= Instruksi 1 =
Dalam artikel tentang strategi mengatasi tunawisma, berapa banyak rumah yang diperkirakan masih dibutuhkan untuk penyewa termiskin di AS?
= Instruksi 2 =
Teruskan artikel tentang strategi mengatasi tunawisma mulai dari kalimat terakhirnya.

Home » Strategi Ampuh Mengatasi Permasalahan Tunawisma

Strategi Ampuh Mengatasi Permasalahan Tunawisma

by Lala Lala
4 minutes read
pexels chris john 2783232

ESENSI.TV - JAKARTA

Strategi ampuh mengatasi permasalahan tunawisma. Pemimpin kota butuh waktu yang tidak sedikit untuk menyelesaikan permasalahan tunawisma. Tidak pernah ada cara yang terbukti ampuh untuk hal tersebut.

Strategi Perumahan

Terdapat salah satu model yang dikenal dengan ‘housing first’ atau ‘perumahan pertama’. Model ini memprioritaskan untuk menyediakan rumah permanen bagi para tunawisma. Tidak hanya itu, layanan dukungan untuk memperbaiki kondisi mental, penyalahgunaan zat, hingga pelatihan kerja juga tersedia.

Model ini berhasil mendapat dukungan yang kuat setelah hampir tiga dekade, banyak bukti yang menunjukkan keefektifannya. Namun, tidak berjalan begitu mulus, model ini menghadapi tantangan di beberapa bidang.

Peningkatan harga sewa menyebabkan sulitnya menemukan unit rumah bagi tunawisma. Sebanyak 7 juta rumah diperkirakan masih dibutuhkan untuk penyewa termiskin di AS, menurut Koalisi Perumahan Berpenghasilan Rendah Nasional. Anggaran untuk layanan sosial yang semakin menyusut juga tidak dapat diandalkan.

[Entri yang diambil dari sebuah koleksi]

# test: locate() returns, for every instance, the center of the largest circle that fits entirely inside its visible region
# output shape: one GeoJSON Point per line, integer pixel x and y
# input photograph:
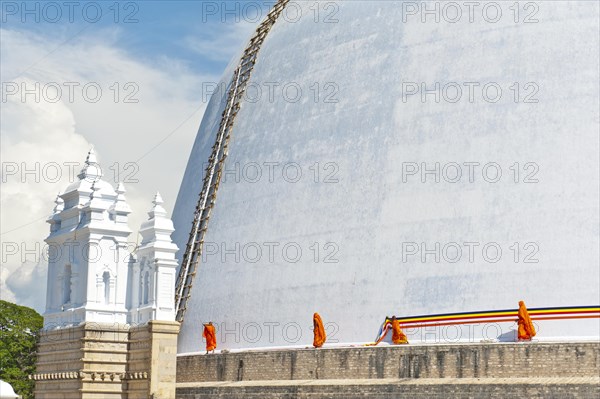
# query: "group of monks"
{"type": "Point", "coordinates": [526, 330]}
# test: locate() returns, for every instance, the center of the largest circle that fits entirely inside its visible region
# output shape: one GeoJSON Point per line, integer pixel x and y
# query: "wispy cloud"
{"type": "Point", "coordinates": [139, 105]}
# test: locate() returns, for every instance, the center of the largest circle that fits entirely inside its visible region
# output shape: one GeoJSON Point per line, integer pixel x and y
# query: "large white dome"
{"type": "Point", "coordinates": [515, 98]}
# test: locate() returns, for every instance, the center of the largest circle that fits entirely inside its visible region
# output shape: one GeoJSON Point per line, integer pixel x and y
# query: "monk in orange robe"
{"type": "Point", "coordinates": [526, 329]}
{"type": "Point", "coordinates": [398, 337]}
{"type": "Point", "coordinates": [211, 337]}
{"type": "Point", "coordinates": [319, 331]}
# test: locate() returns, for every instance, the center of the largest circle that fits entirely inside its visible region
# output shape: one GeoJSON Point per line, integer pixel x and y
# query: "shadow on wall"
{"type": "Point", "coordinates": [510, 336]}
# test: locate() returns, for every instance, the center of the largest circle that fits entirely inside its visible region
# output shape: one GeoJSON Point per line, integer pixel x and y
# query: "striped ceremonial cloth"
{"type": "Point", "coordinates": [488, 316]}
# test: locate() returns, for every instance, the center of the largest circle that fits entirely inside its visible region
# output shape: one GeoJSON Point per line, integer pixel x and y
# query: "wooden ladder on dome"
{"type": "Point", "coordinates": [216, 161]}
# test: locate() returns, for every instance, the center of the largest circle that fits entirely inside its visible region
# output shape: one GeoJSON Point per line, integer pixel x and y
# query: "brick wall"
{"type": "Point", "coordinates": [490, 360]}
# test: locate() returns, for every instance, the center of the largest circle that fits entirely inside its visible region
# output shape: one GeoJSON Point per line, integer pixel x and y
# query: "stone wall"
{"type": "Point", "coordinates": [101, 361]}
{"type": "Point", "coordinates": [497, 360]}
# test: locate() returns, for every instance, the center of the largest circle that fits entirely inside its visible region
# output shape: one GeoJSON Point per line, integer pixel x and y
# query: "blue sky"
{"type": "Point", "coordinates": [160, 54]}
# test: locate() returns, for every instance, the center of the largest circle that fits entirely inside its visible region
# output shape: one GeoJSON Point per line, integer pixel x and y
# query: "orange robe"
{"type": "Point", "coordinates": [319, 331]}
{"type": "Point", "coordinates": [211, 337]}
{"type": "Point", "coordinates": [526, 329]}
{"type": "Point", "coordinates": [398, 337]}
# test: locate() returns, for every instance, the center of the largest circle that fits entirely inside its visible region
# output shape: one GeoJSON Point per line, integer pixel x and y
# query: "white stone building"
{"type": "Point", "coordinates": [94, 273]}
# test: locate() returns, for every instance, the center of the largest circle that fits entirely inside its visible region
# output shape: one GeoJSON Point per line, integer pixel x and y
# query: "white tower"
{"type": "Point", "coordinates": [88, 257]}
{"type": "Point", "coordinates": [153, 275]}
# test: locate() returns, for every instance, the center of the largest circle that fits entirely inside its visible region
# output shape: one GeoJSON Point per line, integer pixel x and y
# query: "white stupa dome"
{"type": "Point", "coordinates": [445, 167]}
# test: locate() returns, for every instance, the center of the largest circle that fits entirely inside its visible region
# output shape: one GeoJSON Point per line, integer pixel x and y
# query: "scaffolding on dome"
{"type": "Point", "coordinates": [212, 177]}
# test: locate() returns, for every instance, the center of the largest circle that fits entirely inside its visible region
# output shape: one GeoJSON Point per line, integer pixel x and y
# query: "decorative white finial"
{"type": "Point", "coordinates": [91, 158]}
{"type": "Point", "coordinates": [157, 209]}
{"type": "Point", "coordinates": [60, 204]}
{"type": "Point", "coordinates": [91, 170]}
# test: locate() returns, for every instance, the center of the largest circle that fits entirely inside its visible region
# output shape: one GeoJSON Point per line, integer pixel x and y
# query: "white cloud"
{"type": "Point", "coordinates": [47, 134]}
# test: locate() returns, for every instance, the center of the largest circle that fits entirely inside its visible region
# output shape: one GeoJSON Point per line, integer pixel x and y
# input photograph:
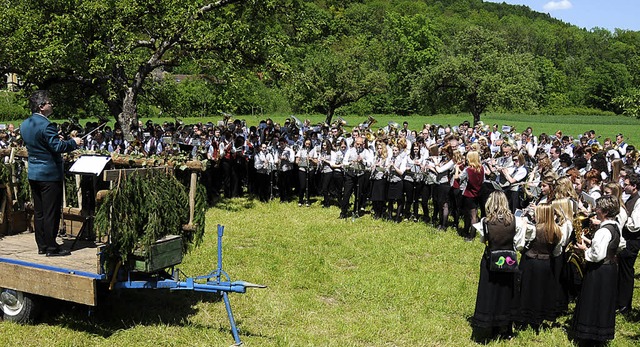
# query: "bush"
{"type": "Point", "coordinates": [11, 107]}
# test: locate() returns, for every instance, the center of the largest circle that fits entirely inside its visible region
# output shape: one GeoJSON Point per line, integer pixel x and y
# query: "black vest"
{"type": "Point", "coordinates": [630, 204]}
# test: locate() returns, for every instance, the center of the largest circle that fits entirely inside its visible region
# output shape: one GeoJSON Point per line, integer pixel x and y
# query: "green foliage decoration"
{"type": "Point", "coordinates": [71, 190]}
{"type": "Point", "coordinates": [5, 173]}
{"type": "Point", "coordinates": [142, 208]}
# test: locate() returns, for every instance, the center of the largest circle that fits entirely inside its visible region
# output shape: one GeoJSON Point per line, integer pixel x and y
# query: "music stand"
{"type": "Point", "coordinates": [90, 167]}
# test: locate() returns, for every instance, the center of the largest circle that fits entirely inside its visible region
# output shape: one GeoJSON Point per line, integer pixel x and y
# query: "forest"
{"type": "Point", "coordinates": [128, 59]}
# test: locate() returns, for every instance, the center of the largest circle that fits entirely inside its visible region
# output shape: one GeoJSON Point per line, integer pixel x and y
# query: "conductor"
{"type": "Point", "coordinates": [46, 171]}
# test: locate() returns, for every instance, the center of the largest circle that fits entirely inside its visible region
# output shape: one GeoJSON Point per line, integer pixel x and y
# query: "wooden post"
{"type": "Point", "coordinates": [192, 196]}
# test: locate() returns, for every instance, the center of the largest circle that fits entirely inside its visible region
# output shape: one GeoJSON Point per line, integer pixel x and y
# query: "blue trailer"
{"type": "Point", "coordinates": [26, 277]}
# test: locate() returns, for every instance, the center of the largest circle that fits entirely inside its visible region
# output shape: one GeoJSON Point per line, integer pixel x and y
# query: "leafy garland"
{"type": "Point", "coordinates": [145, 207]}
{"type": "Point", "coordinates": [24, 189]}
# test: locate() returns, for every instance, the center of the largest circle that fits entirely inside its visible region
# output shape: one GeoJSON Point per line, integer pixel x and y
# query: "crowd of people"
{"type": "Point", "coordinates": [528, 190]}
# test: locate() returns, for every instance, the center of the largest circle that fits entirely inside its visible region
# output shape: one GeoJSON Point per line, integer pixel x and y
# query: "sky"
{"type": "Point", "coordinates": [608, 14]}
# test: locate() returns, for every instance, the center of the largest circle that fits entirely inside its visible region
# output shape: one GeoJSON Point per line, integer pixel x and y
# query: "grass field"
{"type": "Point", "coordinates": [331, 283]}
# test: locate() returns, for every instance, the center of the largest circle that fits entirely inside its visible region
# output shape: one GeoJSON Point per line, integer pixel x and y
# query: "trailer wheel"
{"type": "Point", "coordinates": [17, 306]}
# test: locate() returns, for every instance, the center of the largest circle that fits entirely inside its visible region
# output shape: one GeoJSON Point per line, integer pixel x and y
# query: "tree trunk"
{"type": "Point", "coordinates": [128, 118]}
{"type": "Point", "coordinates": [330, 112]}
{"type": "Point", "coordinates": [476, 117]}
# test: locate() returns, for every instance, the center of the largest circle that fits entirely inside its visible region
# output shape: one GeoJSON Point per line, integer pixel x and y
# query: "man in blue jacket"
{"type": "Point", "coordinates": [46, 171]}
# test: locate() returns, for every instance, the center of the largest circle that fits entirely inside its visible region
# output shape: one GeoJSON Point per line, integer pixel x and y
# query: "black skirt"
{"type": "Point", "coordinates": [595, 315]}
{"type": "Point", "coordinates": [379, 190]}
{"type": "Point", "coordinates": [394, 190]}
{"type": "Point", "coordinates": [538, 292]}
{"type": "Point", "coordinates": [496, 299]}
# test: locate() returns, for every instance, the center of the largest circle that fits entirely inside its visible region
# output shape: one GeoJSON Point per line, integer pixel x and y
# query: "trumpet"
{"type": "Point", "coordinates": [226, 118]}
{"type": "Point", "coordinates": [297, 121]}
{"type": "Point", "coordinates": [368, 123]}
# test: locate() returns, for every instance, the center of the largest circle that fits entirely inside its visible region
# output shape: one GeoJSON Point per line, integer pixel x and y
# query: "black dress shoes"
{"type": "Point", "coordinates": [58, 253]}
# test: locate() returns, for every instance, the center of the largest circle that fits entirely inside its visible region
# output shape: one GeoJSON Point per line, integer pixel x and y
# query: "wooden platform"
{"type": "Point", "coordinates": [71, 278]}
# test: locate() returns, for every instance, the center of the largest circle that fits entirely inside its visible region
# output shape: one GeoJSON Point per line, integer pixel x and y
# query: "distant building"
{"type": "Point", "coordinates": [11, 82]}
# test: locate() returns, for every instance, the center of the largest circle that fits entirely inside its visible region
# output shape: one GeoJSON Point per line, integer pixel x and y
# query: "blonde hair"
{"type": "Point", "coordinates": [383, 149]}
{"type": "Point", "coordinates": [616, 192]}
{"type": "Point", "coordinates": [565, 189]}
{"type": "Point", "coordinates": [473, 159]}
{"type": "Point", "coordinates": [546, 220]}
{"type": "Point", "coordinates": [497, 208]}
{"type": "Point", "coordinates": [565, 208]}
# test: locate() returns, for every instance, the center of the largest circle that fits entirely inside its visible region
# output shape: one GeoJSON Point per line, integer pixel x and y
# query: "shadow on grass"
{"type": "Point", "coordinates": [234, 204]}
{"type": "Point", "coordinates": [127, 309]}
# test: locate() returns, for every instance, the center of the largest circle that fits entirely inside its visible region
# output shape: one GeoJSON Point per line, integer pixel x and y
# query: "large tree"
{"type": "Point", "coordinates": [478, 72]}
{"type": "Point", "coordinates": [329, 77]}
{"type": "Point", "coordinates": [109, 48]}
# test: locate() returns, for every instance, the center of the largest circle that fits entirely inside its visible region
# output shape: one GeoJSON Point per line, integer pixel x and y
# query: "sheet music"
{"type": "Point", "coordinates": [590, 200]}
{"type": "Point", "coordinates": [90, 164]}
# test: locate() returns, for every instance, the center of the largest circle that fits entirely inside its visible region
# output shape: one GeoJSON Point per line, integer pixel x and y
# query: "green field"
{"type": "Point", "coordinates": [331, 283]}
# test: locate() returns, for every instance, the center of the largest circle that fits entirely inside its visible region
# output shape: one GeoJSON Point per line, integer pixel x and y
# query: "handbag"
{"type": "Point", "coordinates": [501, 260]}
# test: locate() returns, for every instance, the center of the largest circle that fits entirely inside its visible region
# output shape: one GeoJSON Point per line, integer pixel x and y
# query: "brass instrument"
{"type": "Point", "coordinates": [393, 126]}
{"type": "Point", "coordinates": [581, 227]}
{"type": "Point", "coordinates": [368, 123]}
{"type": "Point", "coordinates": [370, 136]}
{"type": "Point", "coordinates": [298, 122]}
{"type": "Point", "coordinates": [339, 122]}
{"type": "Point", "coordinates": [226, 118]}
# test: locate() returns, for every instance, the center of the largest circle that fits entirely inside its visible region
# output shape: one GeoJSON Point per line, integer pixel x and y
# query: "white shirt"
{"type": "Point", "coordinates": [599, 243]}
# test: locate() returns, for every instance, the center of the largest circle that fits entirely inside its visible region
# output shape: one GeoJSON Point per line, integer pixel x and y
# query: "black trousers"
{"type": "Point", "coordinates": [352, 185]}
{"type": "Point", "coordinates": [626, 272]}
{"type": "Point", "coordinates": [47, 205]}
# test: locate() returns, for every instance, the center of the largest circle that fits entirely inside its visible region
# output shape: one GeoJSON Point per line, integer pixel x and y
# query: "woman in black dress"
{"type": "Point", "coordinates": [594, 319]}
{"type": "Point", "coordinates": [497, 295]}
{"type": "Point", "coordinates": [538, 286]}
{"type": "Point", "coordinates": [379, 180]}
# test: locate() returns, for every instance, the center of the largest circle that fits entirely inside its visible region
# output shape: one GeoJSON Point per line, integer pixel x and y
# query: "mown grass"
{"type": "Point", "coordinates": [331, 283]}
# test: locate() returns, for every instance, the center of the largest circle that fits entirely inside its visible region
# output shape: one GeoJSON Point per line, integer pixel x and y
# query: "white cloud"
{"type": "Point", "coordinates": [557, 5]}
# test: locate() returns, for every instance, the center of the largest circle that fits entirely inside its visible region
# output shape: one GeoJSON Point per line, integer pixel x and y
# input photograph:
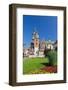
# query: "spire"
{"type": "Point", "coordinates": [35, 34]}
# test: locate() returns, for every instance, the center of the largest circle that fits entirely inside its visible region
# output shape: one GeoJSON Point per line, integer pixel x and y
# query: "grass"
{"type": "Point", "coordinates": [31, 65]}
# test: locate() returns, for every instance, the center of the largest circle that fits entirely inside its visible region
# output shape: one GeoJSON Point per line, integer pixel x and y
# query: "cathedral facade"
{"type": "Point", "coordinates": [37, 47]}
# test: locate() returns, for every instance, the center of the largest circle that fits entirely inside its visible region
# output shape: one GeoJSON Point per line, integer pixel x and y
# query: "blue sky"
{"type": "Point", "coordinates": [46, 26]}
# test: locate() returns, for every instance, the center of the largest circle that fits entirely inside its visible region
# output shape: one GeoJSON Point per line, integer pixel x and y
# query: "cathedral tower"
{"type": "Point", "coordinates": [35, 39]}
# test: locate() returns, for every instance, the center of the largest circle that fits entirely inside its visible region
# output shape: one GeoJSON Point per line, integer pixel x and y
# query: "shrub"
{"type": "Point", "coordinates": [52, 55]}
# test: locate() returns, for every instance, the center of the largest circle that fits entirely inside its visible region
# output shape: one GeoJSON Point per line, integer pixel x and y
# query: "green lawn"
{"type": "Point", "coordinates": [31, 65]}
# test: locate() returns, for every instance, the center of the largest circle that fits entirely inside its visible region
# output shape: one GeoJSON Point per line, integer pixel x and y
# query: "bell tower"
{"type": "Point", "coordinates": [35, 39]}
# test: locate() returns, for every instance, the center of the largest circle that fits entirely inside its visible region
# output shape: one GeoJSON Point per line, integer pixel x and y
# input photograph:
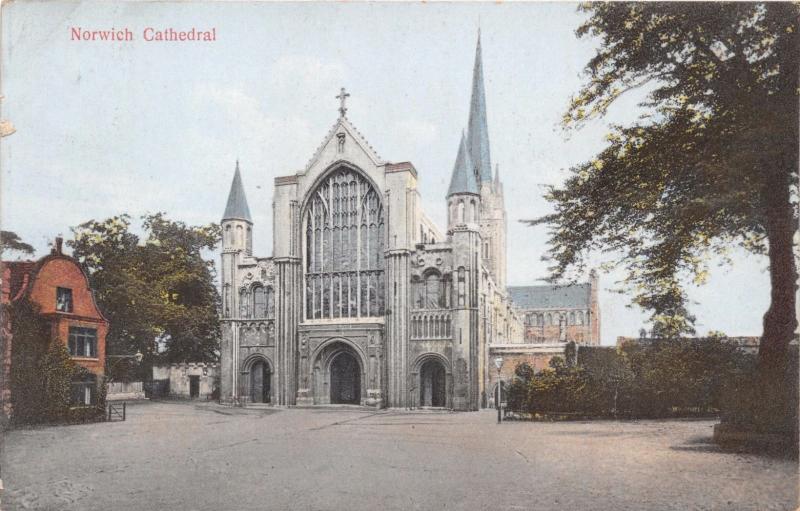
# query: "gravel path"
{"type": "Point", "coordinates": [179, 456]}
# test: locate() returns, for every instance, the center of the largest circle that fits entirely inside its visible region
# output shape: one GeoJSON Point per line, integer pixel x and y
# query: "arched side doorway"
{"type": "Point", "coordinates": [345, 379]}
{"type": "Point", "coordinates": [433, 384]}
{"type": "Point", "coordinates": [258, 380]}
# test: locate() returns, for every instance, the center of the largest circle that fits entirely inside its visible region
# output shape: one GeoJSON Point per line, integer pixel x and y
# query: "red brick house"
{"type": "Point", "coordinates": [57, 285]}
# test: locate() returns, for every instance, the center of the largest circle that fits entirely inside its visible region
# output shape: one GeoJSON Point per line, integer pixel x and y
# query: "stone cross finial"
{"type": "Point", "coordinates": [342, 97]}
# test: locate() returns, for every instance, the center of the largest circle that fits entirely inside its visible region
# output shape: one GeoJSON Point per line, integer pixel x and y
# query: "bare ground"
{"type": "Point", "coordinates": [181, 456]}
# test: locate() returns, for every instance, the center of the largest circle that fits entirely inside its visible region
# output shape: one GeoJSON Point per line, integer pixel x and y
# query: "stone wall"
{"type": "Point", "coordinates": [178, 375]}
{"type": "Point", "coordinates": [536, 355]}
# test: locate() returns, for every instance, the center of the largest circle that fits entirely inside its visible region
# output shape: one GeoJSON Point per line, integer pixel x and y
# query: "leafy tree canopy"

= Hasil Akhir 1 =
7 juta rumah.

= Hasil Akhir 2 =
Upaya Pemerintah

Sepanjang masa jabatan kedua Barack Obama, tunawisma di jalanan serta tempat penampungan terus menurun. Peningkatan yang kembali terjadi di tahun 2017 mengundang kekhawatiran dan reaksi politik di beberapa kota dengan biaya tinggi seperti San Fransisco, Austin, dan Seattle.

Nasib perumahan pertama saat ini mengalami politisasi baru. Kritik kemudian semakin ditujukan kepada para kongres, peneliti perumahan, dan organisasi tunawisma nasional, hingga HUD (House and Urban Development).

Meski begitu, anggota parlemen menjelaskan bahwa kebijakan baru mereka merupakan teguran terhadap model ‘housing first’ ini.

Upaya Swasta

Sam Tsemberis, CEO organisasi nasional ‘Pathways to Housing’ sekaligus pelopor model ‘housing first’ di New York menciptakan perubahan tajam dari kesepakatan sebelumnya mengenai kebijakan tunawisma.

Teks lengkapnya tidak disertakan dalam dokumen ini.